== Task brief ==
Copy every line that contains the string "clicks" from the entries below.

== Collected data ==
|---|

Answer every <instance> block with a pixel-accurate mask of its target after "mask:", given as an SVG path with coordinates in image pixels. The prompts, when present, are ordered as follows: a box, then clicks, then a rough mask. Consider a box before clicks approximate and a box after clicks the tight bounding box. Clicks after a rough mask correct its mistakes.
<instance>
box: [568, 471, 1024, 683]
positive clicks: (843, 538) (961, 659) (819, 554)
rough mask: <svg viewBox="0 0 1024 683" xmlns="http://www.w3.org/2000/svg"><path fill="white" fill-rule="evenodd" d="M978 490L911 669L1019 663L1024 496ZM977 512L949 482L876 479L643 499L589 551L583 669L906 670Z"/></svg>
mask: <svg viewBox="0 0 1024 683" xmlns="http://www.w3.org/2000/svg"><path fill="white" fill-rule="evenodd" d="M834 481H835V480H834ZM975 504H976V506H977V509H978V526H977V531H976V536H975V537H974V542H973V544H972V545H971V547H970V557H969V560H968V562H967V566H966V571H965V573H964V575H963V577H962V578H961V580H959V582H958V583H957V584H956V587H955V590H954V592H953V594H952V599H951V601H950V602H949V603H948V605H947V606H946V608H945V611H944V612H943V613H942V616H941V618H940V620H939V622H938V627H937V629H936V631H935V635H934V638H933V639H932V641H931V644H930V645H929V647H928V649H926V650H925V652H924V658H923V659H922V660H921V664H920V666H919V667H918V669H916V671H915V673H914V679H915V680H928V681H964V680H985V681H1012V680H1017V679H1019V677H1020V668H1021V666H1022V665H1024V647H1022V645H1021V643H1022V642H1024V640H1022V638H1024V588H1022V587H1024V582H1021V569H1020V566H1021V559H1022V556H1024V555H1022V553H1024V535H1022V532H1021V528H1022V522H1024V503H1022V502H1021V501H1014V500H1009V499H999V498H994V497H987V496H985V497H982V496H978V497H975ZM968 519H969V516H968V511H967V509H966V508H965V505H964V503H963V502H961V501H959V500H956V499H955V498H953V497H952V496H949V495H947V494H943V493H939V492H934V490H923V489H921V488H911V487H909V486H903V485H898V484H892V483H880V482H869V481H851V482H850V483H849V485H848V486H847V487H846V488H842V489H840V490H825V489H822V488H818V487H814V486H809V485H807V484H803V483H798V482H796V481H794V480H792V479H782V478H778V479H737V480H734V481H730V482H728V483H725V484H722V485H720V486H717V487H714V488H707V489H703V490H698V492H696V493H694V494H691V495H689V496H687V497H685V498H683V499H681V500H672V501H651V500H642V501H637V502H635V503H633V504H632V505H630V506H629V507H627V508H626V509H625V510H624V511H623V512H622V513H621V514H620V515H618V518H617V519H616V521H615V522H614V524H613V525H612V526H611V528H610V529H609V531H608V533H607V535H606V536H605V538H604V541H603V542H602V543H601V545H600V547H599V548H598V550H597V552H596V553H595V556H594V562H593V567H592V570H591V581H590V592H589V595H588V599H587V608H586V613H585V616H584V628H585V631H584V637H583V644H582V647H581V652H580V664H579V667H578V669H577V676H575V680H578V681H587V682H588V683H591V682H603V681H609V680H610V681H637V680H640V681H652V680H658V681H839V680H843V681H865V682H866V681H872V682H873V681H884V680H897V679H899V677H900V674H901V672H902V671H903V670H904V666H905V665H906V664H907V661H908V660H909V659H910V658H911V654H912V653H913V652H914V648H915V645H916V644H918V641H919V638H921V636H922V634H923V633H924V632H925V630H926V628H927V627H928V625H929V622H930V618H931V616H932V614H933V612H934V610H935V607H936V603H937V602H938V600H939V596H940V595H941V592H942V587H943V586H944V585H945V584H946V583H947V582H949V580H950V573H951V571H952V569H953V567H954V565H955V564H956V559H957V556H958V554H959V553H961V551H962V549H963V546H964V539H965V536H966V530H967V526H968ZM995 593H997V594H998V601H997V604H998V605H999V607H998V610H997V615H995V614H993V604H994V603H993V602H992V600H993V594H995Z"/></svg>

|---|

== The completed task ==
Answer every <instance> block with a pixel-accurate mask of its target after "mask:", given as an SVG path with coordinates in image pixels. The prompts, when present, are ordered as follows: a box, then clicks, then a rough mask. Consider a box before clicks approximate and a box after clicks the tight bounding box. Clicks after a rough mask correct its mistakes.
positive clicks: (843, 538) (961, 659) (819, 554)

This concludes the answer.